* [Problem to solve]:
Every line below must come back exactly as it stands, with the images omitted.
[Opening Data under study section]
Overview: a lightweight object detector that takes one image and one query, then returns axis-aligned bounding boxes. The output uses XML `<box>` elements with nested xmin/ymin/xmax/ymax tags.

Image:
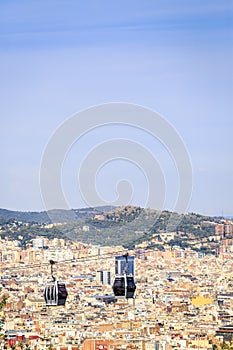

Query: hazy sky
<box><xmin>0</xmin><ymin>0</ymin><xmax>232</xmax><ymax>216</ymax></box>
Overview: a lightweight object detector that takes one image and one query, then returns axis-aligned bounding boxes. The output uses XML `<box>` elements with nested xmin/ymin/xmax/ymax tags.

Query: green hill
<box><xmin>0</xmin><ymin>207</ymin><xmax>113</xmax><ymax>224</ymax></box>
<box><xmin>0</xmin><ymin>206</ymin><xmax>227</xmax><ymax>254</ymax></box>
[Closing Data under study section]
* [Exercise response]:
Overview: a lightweight object detector that takes one image and one query, then returns axis-aligned bounding boxes. The output uses XML `<box>` elements with nested xmin/ymin/xmax/ymax tags.

Image:

Query: hazy sky
<box><xmin>0</xmin><ymin>0</ymin><xmax>232</xmax><ymax>216</ymax></box>
Overview: a lightweight object detector that takes one image and one query, then returns axis-aligned bounding boxes. The output uses XML `<box>` elements with nested xmin/ymin/xmax/ymax tags.

Query: green hill
<box><xmin>0</xmin><ymin>207</ymin><xmax>113</xmax><ymax>224</ymax></box>
<box><xmin>0</xmin><ymin>206</ymin><xmax>227</xmax><ymax>254</ymax></box>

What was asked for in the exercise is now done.